**Quoted passage**
......

‘We’re going to win this race, none of us are giving up’
Three sisters, the grandchildren, her mother, six children, friends and many more - all wearing a shirt emblazoned with "In this family no one fights alone".
They were at Bluewater Quay in Mackay on Sunday for the fourth annual Mother's Day Classic fun run as a gift to their hero Nicola Sammut.
She is a 43-year-old Mackay mother-of-six fighting Stage 3 HER2-positive breast cancer by having lymph nodes and both of her breasts removed as well as chemotherapy and radiation.
Ms Sammut was in tears when she saw her 26-strong support team ready to take on the 5km.
"It's overwhelming," she said.
"Love - it's what keeps me going."
Sister Beth Sammut said Nicola had always been the rock of the family and it was time to rally around her while she fought off cancer.
"We're going to win this race," Beth said.
"None of us are going to give up."
Mother's Day Classic organiser Dawn Mansfield said the national event had raised $35m for vital breast cancer research with the Mackay turnout of about 200 people going to show how the disease impacted the community.

......

**Available data**

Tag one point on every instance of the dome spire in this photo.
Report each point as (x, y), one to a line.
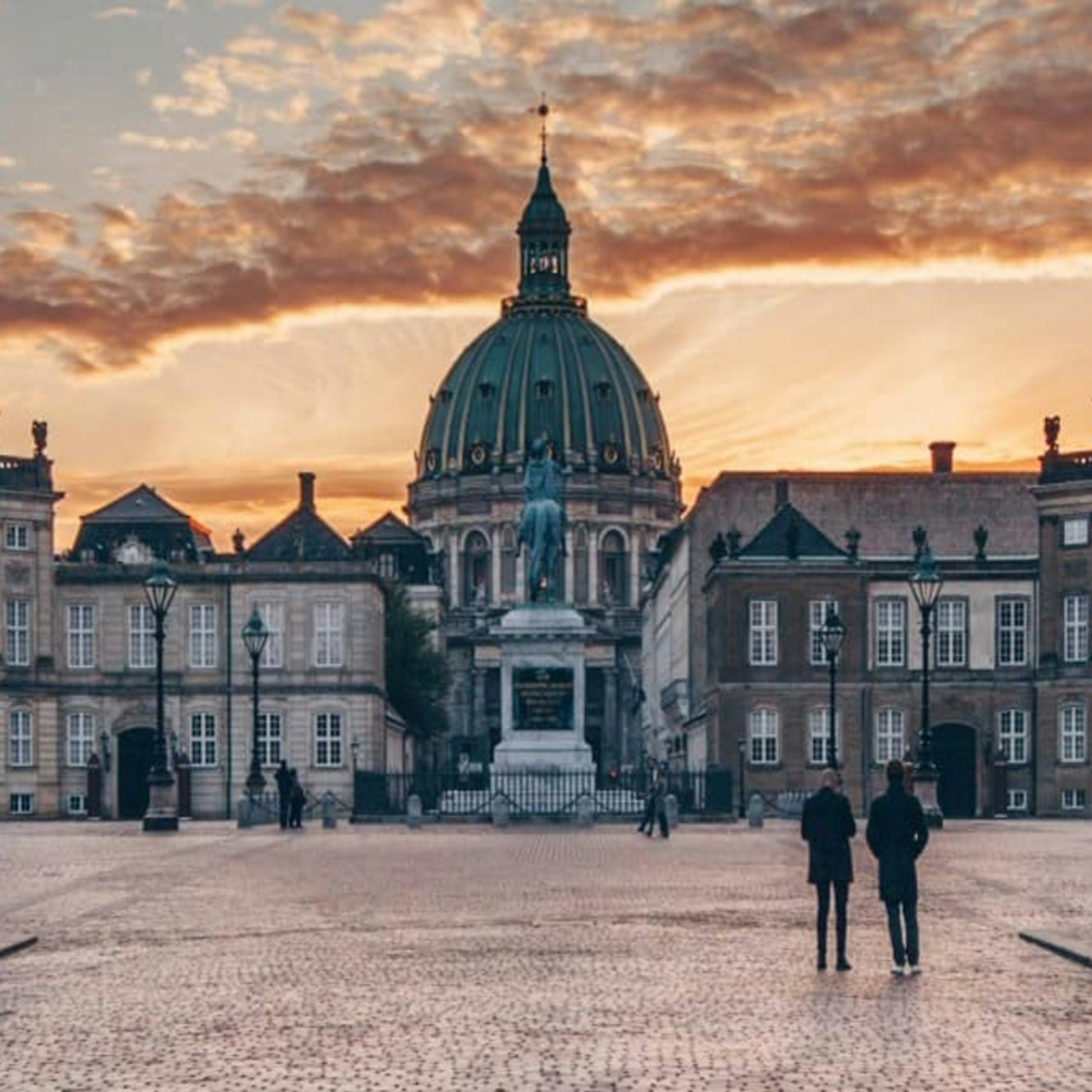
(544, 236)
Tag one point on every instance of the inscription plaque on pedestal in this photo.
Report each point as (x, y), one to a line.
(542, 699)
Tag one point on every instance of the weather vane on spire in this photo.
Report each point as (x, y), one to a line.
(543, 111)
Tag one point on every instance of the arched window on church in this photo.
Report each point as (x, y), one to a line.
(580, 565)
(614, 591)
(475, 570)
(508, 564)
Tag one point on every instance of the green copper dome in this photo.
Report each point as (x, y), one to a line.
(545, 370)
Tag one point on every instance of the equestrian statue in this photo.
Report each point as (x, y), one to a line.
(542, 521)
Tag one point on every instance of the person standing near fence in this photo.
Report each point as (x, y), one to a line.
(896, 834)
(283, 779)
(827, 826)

......

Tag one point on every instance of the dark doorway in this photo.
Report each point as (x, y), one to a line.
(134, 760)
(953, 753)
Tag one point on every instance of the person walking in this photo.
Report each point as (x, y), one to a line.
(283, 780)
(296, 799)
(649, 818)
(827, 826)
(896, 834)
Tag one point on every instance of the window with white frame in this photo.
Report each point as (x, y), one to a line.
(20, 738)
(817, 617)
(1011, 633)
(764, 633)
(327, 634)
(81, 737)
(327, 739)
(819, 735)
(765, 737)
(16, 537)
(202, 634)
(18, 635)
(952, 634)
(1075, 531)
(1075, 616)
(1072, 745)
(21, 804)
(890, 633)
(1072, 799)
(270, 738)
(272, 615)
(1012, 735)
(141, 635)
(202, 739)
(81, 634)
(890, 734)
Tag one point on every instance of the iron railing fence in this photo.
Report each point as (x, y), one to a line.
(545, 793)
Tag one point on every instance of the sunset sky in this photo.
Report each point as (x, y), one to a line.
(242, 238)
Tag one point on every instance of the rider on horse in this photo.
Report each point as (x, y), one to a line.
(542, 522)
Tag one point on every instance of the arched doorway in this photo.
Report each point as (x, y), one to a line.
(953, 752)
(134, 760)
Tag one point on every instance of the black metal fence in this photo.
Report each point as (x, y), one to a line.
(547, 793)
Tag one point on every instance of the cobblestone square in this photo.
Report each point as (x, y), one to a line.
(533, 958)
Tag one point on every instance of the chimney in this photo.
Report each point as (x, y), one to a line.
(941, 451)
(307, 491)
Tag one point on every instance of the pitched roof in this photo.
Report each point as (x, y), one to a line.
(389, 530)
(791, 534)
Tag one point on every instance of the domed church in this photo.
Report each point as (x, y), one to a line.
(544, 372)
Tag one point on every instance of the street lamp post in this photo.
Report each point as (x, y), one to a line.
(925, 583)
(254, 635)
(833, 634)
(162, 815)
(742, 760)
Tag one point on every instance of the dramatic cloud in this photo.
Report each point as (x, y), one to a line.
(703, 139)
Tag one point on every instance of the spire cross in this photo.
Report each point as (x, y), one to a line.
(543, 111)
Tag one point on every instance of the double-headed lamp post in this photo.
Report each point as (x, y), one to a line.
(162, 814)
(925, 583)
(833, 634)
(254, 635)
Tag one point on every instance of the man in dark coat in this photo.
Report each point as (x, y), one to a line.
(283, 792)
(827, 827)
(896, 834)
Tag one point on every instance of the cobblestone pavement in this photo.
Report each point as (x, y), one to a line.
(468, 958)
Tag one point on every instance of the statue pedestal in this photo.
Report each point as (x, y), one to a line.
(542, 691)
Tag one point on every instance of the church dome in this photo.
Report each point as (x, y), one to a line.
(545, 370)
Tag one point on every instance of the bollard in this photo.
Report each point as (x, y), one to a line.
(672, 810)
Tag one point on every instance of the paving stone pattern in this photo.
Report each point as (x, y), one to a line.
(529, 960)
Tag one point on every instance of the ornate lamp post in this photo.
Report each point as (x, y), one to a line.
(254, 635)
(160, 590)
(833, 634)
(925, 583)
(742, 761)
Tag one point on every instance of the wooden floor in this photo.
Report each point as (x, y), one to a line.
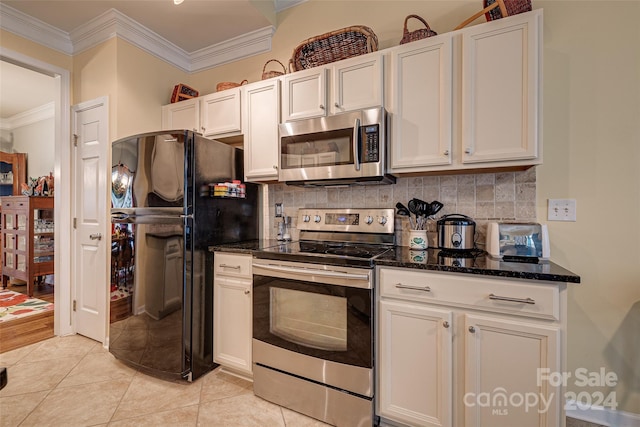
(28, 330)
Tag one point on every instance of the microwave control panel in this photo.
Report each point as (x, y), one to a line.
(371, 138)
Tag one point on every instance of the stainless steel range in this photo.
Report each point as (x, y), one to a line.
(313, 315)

......

**Prompt 1**
Update the Mother's Day Classic article from "They were at" up to and including "chemotherapy and radiation.", changing "Sunday" to "Saturday".
**Prompt 2**
Write what comes next in the Mother's Day Classic article, picking up right after its last sentence.
You won't need the listing for any of this.

**Result 1**
They were at Bluewater Quay in Mackay on Saturday for the fourth annual Mother's Day Classic fun run as a gift to their hero Nicola Sammut.
She is a 43-year-old Mackay mother-of-six fighting Stage 3 HER2-positive breast cancer by having lymph nodes and both of her breasts removed as well as chemotherapy and radiation.

**Result 2**
Fellow organiser Chrissy Evangelou said about one in seven Australian women would be diagnosed with breast cancer over their lifetime.
"That is something that affects us all," Ms Evangelou said.
"By supporting breast cancer research, you are helping to make Mother's Day mean even more and that may just be the gift that our mums want most of all.
"In 1994, the five-year survival rate for someone with breast cancer was 76 per cent, now it's 91 per cent.
"Research has directly led to improvements in prevention, early diagnosis and treatments.
"This progress is something to be proud of, but with eight women losing their lives to breast cancer every day in Australia, the job's not done."
The Mackay event raised $10,000 which will go directly to National Breast Cancer Foundation.